[Records for the task]:
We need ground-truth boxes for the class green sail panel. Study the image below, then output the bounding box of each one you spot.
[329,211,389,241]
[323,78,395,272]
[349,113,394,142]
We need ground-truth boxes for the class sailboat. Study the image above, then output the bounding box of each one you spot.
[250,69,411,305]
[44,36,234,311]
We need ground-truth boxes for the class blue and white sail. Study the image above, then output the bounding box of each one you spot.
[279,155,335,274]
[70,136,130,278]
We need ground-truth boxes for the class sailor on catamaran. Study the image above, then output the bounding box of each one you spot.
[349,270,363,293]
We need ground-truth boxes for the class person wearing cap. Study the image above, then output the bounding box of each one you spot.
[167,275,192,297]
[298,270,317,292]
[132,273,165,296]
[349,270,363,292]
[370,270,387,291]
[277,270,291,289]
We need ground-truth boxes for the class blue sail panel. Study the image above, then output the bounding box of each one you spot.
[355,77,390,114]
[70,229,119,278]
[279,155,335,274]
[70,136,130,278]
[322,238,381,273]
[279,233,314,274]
...
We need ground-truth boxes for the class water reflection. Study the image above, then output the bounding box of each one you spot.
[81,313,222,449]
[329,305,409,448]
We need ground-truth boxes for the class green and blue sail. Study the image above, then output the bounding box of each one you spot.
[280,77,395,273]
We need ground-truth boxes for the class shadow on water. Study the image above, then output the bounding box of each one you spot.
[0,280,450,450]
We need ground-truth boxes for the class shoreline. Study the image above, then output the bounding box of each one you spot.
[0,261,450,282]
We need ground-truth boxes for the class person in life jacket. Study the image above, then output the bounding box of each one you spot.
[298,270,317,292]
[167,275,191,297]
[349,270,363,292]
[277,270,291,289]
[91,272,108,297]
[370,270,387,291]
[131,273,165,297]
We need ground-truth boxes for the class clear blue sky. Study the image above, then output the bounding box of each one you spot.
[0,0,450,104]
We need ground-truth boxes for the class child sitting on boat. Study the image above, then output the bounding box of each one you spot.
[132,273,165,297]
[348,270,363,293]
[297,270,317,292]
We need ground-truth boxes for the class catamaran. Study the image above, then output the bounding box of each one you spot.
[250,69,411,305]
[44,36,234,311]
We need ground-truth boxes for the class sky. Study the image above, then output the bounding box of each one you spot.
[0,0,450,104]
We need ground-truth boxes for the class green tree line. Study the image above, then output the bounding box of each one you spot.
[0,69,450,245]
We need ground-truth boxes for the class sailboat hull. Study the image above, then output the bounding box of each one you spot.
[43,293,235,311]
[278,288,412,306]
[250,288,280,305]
---
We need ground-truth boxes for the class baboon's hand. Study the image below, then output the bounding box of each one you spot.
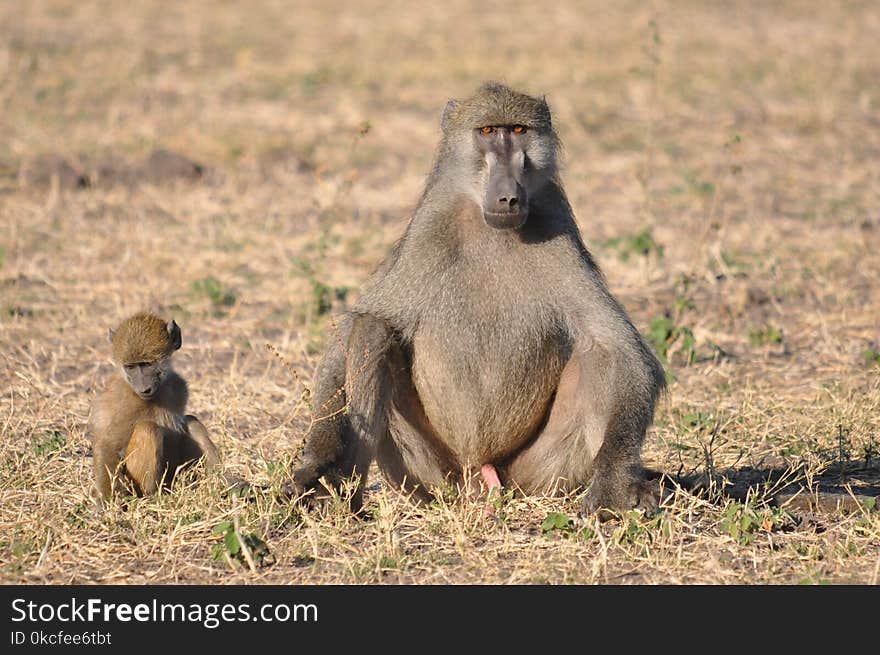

[Problem requirements]:
Recast the items in the part that opens with the line containing "We need ground-truth boxes for the class sailboat hull." and closes with the line containing "[250,288,280,305]" as a two-column CSV headed text and answer. Give one row per item, with each value in a single quoted field and line breaks replaced by spaces.

[Finished answer]:
text,answer
"We need ground-truth boxes for the class sailboat hull. Study the image above, then output the bounding box of each one you spot.","[43,293,235,311] [278,288,412,306] [250,288,280,305]"